• [Input records]

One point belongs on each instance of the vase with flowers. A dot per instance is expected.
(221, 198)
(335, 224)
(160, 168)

...

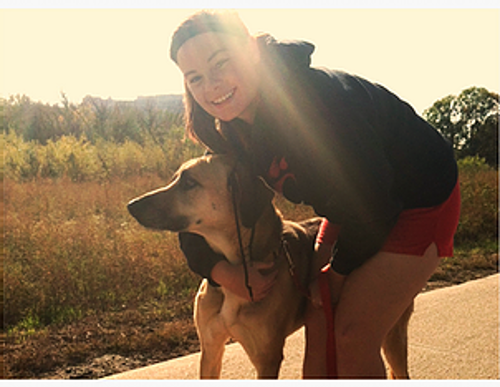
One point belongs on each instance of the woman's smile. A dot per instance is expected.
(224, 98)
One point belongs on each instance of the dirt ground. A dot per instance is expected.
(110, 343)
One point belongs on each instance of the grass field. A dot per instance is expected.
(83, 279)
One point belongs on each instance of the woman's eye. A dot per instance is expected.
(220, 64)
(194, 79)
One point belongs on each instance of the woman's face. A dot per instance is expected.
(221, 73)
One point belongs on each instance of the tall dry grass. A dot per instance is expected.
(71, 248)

• [What the task asks] Locate every line in the material above that contains the word "point" and copy each one in full.

• [Result below]
One point belongs on each instance of the vase with flowers. A dot per instance is expected.
One point belongs on each instance of the woman's smile. A dot per instance is expected.
One point belongs on each instance of the dirt ground. A dot per instance is expected.
One point belongs on each instance of the grass field. A dot per instance is expected.
One point belongs on each instance of the woman's eye. A dot per instance is expected.
One point belongs on each instance of the woman's face. A dot per instance is expected.
One point belongs on each instance of the tall dry grass. A dot per instance is expected.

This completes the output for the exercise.